◆ **Text excerpt**:
⁂

Rushdie’s lawyers issued a formal apology; Gandhi requested nothing in damages—not even a symbolic one rupee—except that the sentence be removed from all future editions, recalled Harish Trivedi, a former professor of English at the University of Delhi. “As soon as she passed away, Rushdie brazenly reinstated the sentence,” Trivedi told ThePrint.

This year marks the 50th anniversary of the Emergency, a bleak yet defining moment in India’s history. It began on 25 June 1975, when democracy was suspended, and authoritarianism took hold. As the nation reflects on this dark chapter, the stories and literature born from that era remain urgently relevant, offering a vital window into the human experience beyond official records and political rhetoric.

Saleem is symbolic of India. In Rushdie’s phrase, he is handcuffed to history. He is disintegrating. And in Rushdie’s view, India is disintegrating. That was the view of many Western people, especially after the emergency was declared, but even before that.

Harish Trivedi, former English professor, University of Delhi

Writers who lived through the Emergency witnessed firsthand the silencing of dissent, the erosion of civil liberties, and the widespread fear gripping the country.

⁂

◆ **Supplied entries**:
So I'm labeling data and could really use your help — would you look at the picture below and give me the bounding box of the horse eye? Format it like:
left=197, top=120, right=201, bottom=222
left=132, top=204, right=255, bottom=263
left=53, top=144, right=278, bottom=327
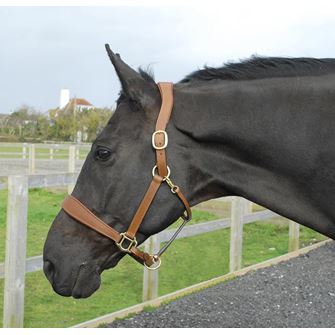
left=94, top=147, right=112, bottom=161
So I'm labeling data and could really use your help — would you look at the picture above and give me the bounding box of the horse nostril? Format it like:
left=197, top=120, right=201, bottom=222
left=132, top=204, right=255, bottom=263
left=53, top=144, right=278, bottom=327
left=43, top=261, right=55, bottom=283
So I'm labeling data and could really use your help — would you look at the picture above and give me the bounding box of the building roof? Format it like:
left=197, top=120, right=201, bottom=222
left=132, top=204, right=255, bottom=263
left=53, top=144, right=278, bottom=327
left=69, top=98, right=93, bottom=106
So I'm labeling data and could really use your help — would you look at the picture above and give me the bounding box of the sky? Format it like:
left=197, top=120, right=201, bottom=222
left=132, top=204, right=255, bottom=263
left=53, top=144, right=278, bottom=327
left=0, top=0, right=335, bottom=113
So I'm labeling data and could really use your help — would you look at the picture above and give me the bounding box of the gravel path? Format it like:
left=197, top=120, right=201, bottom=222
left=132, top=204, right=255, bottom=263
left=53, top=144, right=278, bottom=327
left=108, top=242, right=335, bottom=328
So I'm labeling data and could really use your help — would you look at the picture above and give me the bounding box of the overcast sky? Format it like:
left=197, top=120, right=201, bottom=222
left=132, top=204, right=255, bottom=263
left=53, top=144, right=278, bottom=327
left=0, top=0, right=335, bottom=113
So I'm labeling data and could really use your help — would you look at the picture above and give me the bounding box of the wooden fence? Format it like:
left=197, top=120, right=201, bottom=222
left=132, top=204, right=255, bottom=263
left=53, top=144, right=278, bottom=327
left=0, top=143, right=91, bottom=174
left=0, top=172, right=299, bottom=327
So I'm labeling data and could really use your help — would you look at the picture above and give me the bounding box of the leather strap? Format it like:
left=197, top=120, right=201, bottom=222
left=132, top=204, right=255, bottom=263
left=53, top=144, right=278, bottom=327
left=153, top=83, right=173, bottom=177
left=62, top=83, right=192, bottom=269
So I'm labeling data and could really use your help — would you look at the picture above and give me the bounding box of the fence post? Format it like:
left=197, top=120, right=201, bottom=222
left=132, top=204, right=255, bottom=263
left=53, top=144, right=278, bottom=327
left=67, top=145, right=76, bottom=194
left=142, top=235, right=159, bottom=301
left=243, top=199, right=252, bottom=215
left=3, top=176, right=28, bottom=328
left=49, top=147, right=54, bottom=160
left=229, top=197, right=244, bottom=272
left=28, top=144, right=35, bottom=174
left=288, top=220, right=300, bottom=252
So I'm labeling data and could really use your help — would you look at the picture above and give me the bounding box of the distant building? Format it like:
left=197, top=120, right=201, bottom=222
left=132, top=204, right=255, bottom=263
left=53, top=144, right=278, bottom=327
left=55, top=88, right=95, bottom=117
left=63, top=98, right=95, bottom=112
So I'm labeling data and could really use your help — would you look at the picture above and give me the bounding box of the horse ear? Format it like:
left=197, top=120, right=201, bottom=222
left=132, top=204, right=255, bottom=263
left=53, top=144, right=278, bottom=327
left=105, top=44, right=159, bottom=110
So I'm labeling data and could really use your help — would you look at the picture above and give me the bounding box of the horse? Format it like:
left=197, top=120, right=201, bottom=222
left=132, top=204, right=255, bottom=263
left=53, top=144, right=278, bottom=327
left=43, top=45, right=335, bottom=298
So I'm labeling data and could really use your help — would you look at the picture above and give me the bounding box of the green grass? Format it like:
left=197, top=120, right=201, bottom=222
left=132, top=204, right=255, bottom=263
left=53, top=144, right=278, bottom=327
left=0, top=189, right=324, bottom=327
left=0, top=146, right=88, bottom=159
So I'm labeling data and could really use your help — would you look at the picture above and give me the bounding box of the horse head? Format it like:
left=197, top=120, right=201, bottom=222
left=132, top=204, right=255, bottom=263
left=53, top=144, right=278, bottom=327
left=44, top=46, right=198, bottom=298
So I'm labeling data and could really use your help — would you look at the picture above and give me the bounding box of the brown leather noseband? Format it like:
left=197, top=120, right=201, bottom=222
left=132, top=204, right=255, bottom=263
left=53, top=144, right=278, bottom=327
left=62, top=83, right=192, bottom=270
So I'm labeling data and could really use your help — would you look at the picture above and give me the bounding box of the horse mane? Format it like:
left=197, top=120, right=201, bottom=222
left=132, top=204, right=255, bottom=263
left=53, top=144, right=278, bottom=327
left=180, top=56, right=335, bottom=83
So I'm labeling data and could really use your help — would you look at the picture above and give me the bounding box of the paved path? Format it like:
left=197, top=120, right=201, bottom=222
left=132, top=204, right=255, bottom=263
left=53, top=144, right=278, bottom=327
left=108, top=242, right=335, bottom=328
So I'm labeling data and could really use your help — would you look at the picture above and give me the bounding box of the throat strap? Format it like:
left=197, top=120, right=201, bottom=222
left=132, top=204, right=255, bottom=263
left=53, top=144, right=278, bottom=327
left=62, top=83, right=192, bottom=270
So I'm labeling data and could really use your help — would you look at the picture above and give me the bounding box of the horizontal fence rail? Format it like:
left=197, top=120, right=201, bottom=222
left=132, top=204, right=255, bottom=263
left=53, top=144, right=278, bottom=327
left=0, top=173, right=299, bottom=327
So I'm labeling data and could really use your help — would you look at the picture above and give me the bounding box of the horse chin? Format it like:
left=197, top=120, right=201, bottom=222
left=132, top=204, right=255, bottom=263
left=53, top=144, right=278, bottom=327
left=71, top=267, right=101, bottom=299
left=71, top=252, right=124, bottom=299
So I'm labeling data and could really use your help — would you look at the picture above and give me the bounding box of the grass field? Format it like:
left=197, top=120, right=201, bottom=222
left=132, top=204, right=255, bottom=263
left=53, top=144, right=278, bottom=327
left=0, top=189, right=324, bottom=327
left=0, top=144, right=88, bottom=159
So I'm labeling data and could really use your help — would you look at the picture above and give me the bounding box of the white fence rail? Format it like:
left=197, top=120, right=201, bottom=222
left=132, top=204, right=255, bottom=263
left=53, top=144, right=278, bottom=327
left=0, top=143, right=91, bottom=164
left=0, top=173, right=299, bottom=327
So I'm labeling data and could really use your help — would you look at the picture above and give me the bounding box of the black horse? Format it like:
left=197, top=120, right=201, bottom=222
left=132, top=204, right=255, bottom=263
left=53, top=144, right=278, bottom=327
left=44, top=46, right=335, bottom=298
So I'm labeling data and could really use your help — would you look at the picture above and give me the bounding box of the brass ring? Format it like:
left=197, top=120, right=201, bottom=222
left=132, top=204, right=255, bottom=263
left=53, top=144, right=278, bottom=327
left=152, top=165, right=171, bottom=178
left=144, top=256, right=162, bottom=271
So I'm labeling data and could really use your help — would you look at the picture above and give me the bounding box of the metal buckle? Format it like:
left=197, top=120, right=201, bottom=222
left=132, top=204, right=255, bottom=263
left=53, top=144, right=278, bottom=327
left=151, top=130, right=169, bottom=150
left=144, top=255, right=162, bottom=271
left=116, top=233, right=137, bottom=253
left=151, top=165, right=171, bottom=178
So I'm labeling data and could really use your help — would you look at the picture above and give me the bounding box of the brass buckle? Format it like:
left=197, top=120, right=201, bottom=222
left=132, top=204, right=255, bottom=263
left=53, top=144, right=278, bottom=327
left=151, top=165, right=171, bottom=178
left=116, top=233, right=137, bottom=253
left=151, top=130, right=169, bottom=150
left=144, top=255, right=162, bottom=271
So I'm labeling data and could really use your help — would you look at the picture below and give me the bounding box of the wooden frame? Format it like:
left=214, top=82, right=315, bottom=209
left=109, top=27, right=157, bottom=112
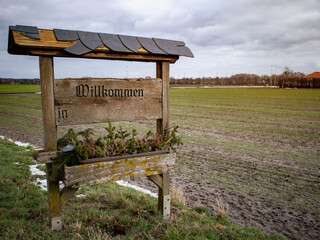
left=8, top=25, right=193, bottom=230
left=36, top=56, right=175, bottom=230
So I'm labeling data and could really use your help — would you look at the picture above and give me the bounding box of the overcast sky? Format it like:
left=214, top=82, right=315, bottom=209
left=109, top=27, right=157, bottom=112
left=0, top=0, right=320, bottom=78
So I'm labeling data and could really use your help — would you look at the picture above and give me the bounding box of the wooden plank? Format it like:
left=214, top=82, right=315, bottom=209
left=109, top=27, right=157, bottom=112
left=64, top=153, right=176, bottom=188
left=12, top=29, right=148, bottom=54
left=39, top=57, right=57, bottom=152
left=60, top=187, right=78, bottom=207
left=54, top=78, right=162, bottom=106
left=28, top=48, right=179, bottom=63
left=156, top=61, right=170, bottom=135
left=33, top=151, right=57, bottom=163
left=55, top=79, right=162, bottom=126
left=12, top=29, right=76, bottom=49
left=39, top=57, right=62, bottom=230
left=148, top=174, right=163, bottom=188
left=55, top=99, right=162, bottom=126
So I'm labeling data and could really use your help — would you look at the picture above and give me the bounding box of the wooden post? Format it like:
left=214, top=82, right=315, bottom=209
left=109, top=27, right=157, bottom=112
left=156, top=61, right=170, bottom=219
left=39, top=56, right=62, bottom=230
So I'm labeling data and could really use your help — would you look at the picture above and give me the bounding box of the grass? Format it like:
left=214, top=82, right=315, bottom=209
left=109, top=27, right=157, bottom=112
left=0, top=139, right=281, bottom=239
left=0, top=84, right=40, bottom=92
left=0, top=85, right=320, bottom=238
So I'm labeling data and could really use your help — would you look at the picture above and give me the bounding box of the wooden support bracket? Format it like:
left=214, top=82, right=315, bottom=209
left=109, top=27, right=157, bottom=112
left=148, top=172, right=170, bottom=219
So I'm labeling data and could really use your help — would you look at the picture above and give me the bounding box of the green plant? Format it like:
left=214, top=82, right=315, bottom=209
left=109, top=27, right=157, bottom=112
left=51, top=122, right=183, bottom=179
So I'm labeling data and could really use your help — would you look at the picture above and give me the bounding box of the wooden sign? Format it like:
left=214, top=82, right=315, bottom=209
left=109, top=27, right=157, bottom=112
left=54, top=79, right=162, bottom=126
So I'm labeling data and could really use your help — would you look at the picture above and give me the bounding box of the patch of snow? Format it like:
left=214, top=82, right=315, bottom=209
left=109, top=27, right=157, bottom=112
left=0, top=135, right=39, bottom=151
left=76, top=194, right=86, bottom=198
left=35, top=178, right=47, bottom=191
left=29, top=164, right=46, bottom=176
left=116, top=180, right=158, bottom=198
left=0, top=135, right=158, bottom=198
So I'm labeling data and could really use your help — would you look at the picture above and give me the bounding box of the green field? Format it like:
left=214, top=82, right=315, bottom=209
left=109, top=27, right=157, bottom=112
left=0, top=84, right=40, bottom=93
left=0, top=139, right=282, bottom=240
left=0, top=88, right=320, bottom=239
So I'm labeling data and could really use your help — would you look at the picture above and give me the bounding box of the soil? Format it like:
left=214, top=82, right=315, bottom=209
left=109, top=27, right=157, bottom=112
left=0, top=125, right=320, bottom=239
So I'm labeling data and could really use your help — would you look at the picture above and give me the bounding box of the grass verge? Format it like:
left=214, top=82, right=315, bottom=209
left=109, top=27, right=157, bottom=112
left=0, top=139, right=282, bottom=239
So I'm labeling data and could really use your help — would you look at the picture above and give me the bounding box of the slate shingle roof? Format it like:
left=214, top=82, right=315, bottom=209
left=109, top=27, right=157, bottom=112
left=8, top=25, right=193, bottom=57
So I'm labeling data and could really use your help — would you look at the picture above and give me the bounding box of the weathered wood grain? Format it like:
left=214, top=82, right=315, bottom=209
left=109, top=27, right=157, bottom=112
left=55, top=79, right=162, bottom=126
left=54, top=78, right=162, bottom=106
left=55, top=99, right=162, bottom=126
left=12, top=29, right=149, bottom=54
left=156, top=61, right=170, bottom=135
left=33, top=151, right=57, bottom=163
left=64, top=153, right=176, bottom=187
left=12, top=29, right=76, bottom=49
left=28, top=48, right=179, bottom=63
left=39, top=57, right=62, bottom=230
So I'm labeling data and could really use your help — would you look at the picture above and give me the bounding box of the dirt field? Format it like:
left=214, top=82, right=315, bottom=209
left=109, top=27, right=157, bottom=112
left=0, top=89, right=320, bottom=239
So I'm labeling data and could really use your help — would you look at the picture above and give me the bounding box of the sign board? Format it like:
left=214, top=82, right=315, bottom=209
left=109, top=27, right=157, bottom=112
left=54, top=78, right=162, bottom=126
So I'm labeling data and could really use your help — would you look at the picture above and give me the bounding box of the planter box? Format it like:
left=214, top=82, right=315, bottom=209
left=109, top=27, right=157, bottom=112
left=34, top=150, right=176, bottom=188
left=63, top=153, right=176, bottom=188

⁂

◆ **List of tasks**:
- A) Decide whether each statement below agrees with the excerpt on Rushdie and the Emergency, and support each yes or no with the deciding words from that excerpt: (i) Gandhi asked for a symbolic one rupee in damages; (ii) the Emergency began on 25 June 1975; (iii) Saleem is described as symbolic of India.
- B) Write a continuation of the excerpt on Rushdie and the Emergency, beginning after its final sentence.

◆ **Exercise answers**:
- A)
(i) No: "Gandhi requested nothing in damages—not even a symbolic one rupee"
(ii) Yes: "It began on 25 June 1975"
(iii) Yes: "Saleem is symbolic of India."

- B)
While nonfiction accounts – from Jayaprakash Narayan’s Prison Diary (1977) to JP Goyal’s Saving India from Indira (2025) documented the Emergency’s political upheaval and repression, fiction and the arts focused on the deeper impact—its trauma, resilience, and contradictions. Gulzar’s temporarily banned film Aandhi (which later inspired the novel Kali Andhi), Salman Rushdie’s allegorical Midnight’s Children, Rohinton Mistry’s unflinching A Fine Balance (1995), and Nirmal Verma’s haunting Raat ka Reporter (1989) emerged as acts of remembrance and resistance.

“In fiction, there are no neat and tidy ‘Emergency’ narratives: all these novels have a before and after story. The narrative of the Emergency, inevitably, is the interrogation of the narrative of the democratic nation-state. Comprehensive articulation of this narrative became clear only afterward, as it tests several largely unquestioned beliefs about India’s democracy,” said Anupama Jaidev, associate professor of English at Delhi University’s Maharaja Agrasen College.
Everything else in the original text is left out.